• [Exercise aim]: Copy exactly the lines of the material below, starting with the first and including the line that holds "596L775 600L829 599V592L809".

• [Dataset excerpts]:
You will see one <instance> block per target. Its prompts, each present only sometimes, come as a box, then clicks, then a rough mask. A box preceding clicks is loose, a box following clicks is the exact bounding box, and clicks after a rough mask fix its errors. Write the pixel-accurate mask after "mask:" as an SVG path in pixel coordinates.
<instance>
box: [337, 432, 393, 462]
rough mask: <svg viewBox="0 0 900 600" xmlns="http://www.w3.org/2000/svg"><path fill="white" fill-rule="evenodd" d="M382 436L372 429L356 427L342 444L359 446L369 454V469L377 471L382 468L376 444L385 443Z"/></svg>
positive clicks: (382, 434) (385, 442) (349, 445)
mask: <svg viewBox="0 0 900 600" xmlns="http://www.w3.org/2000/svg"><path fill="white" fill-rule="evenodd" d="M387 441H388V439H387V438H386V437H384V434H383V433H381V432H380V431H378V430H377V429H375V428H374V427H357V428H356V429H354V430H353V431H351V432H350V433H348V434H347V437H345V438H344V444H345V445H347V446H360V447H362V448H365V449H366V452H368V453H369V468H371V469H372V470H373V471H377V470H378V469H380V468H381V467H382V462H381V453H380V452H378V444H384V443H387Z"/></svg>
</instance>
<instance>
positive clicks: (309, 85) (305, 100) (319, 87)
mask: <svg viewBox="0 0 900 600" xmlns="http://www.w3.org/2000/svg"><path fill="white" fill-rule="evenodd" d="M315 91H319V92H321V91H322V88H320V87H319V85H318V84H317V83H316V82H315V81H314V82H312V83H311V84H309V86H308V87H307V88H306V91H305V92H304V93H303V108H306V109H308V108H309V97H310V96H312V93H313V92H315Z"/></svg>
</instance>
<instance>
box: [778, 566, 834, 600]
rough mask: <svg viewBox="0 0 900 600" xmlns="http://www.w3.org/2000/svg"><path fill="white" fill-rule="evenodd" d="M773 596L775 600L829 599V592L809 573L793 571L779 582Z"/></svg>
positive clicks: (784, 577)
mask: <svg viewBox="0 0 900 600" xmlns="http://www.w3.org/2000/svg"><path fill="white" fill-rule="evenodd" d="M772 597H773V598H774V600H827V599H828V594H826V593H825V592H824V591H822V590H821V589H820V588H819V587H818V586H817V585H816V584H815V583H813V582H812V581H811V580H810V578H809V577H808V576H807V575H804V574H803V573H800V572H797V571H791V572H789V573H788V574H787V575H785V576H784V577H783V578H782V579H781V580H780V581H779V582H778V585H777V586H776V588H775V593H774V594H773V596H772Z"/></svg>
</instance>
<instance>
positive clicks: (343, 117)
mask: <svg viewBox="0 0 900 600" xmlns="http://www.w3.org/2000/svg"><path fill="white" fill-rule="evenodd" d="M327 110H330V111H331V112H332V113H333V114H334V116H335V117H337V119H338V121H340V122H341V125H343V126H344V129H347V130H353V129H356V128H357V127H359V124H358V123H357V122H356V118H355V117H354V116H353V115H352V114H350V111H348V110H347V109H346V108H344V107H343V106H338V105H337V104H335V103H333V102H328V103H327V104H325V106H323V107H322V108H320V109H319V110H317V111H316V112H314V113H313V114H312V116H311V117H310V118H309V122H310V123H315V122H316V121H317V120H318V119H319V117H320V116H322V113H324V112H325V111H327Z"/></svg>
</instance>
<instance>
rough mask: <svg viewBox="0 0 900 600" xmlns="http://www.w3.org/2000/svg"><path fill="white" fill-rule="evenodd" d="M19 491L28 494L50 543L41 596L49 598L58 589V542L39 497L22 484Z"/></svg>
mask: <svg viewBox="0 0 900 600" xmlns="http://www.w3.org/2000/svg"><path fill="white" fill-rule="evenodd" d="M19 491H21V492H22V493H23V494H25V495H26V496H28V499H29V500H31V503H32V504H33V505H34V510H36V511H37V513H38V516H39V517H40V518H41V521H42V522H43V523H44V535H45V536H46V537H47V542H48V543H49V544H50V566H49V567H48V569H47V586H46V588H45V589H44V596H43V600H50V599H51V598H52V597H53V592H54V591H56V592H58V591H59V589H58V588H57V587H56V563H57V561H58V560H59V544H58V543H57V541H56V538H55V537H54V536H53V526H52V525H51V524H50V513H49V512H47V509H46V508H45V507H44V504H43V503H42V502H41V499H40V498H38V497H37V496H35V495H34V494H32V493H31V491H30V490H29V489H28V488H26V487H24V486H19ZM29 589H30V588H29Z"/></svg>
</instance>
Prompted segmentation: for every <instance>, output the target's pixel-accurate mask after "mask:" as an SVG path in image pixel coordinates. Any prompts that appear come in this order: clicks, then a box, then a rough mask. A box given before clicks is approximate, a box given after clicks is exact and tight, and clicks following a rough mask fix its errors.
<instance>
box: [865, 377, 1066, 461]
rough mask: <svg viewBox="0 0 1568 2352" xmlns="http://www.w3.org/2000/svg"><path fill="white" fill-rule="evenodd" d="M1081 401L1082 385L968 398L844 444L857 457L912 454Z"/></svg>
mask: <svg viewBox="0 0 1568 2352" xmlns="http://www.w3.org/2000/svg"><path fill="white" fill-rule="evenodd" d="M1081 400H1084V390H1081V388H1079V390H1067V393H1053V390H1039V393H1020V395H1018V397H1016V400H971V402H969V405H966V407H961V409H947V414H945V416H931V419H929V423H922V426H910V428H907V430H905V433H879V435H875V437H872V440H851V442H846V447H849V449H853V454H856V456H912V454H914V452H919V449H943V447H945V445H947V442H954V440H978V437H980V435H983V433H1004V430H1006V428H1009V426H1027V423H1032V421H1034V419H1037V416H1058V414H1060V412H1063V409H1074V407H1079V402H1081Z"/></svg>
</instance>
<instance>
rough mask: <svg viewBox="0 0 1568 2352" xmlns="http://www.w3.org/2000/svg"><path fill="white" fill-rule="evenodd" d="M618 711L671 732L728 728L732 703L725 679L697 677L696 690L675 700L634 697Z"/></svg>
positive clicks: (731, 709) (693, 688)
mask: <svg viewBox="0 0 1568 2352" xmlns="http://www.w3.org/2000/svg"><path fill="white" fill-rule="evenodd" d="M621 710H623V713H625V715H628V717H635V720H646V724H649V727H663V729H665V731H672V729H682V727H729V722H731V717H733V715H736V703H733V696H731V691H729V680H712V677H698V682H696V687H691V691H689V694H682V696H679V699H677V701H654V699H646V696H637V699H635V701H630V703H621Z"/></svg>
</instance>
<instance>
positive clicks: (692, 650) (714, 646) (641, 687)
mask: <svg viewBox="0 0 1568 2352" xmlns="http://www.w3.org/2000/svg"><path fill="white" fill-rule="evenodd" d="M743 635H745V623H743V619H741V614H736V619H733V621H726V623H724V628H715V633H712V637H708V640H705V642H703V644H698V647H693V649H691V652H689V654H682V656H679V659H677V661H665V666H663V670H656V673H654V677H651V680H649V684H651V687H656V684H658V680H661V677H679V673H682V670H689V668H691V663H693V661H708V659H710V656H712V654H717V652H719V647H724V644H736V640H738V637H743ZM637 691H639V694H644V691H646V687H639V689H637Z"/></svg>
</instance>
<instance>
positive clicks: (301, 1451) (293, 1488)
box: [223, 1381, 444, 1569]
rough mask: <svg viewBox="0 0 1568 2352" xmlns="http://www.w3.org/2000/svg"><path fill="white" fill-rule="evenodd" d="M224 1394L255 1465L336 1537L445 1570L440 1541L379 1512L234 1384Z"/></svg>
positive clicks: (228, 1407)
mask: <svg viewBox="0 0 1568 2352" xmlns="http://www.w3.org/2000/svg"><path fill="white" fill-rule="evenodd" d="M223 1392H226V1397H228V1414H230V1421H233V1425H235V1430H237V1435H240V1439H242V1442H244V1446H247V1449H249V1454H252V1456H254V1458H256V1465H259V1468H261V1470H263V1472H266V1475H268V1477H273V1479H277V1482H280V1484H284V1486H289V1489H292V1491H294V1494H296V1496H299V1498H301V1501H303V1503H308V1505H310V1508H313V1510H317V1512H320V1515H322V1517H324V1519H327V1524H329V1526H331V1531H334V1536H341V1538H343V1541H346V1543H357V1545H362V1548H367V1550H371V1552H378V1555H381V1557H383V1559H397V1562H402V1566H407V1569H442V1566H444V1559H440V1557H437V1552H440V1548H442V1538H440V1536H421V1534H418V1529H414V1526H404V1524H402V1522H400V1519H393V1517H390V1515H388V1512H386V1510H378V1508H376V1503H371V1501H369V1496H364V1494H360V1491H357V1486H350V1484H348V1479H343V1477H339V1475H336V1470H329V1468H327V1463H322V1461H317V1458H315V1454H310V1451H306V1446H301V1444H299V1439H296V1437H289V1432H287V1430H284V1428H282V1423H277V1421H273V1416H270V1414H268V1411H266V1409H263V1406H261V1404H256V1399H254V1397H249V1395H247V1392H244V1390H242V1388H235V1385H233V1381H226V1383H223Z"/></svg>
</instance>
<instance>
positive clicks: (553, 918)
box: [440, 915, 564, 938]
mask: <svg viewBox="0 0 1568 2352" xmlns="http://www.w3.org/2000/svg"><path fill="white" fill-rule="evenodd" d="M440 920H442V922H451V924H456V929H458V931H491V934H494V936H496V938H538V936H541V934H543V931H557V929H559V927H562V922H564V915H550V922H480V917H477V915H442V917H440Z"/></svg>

• [Reply]:
You will see one <instance> block per target. Its prompts, each present only sometimes, come as a box, then clicks, then a rough mask. A box preceding clicks is loose, a box following clicks is the exact bounding box, and clicks after a rough mask fix its errors. Write the pixel-accurate mask after "mask:" as an SVG path in pixel coordinates.
<instance>
box: [337, 432, 393, 462]
rough mask: <svg viewBox="0 0 900 600" xmlns="http://www.w3.org/2000/svg"><path fill="white" fill-rule="evenodd" d="M382 436L372 429L356 427L342 444L359 446L369 454V469L377 471L382 468L376 444L385 443Z"/></svg>
positive clicks: (382, 434) (385, 442) (349, 445)
mask: <svg viewBox="0 0 900 600" xmlns="http://www.w3.org/2000/svg"><path fill="white" fill-rule="evenodd" d="M387 441H388V439H387V438H386V437H384V434H383V433H381V432H380V431H378V430H377V429H375V428H374V427H357V428H356V429H354V430H353V431H351V432H350V433H348V434H347V437H345V438H344V444H345V445H347V446H360V447H362V448H365V449H366V452H368V453H369V468H371V469H372V470H373V471H377V470H378V469H380V468H381V467H382V462H381V453H380V452H378V444H384V443H387Z"/></svg>
</instance>
<instance>
positive clicks: (309, 85) (305, 100) (319, 87)
mask: <svg viewBox="0 0 900 600" xmlns="http://www.w3.org/2000/svg"><path fill="white" fill-rule="evenodd" d="M315 91H319V92H321V91H322V88H320V87H319V85H318V84H317V83H316V82H315V81H314V82H312V83H311V84H309V86H308V87H307V88H306V91H305V92H304V93H303V108H306V109H308V108H309V97H310V96H312V93H313V92H315Z"/></svg>
</instance>
<instance>
box: [778, 566, 834, 600]
rough mask: <svg viewBox="0 0 900 600" xmlns="http://www.w3.org/2000/svg"><path fill="white" fill-rule="evenodd" d="M773 596L775 600L829 599V592L809 573L793 571L779 582Z"/></svg>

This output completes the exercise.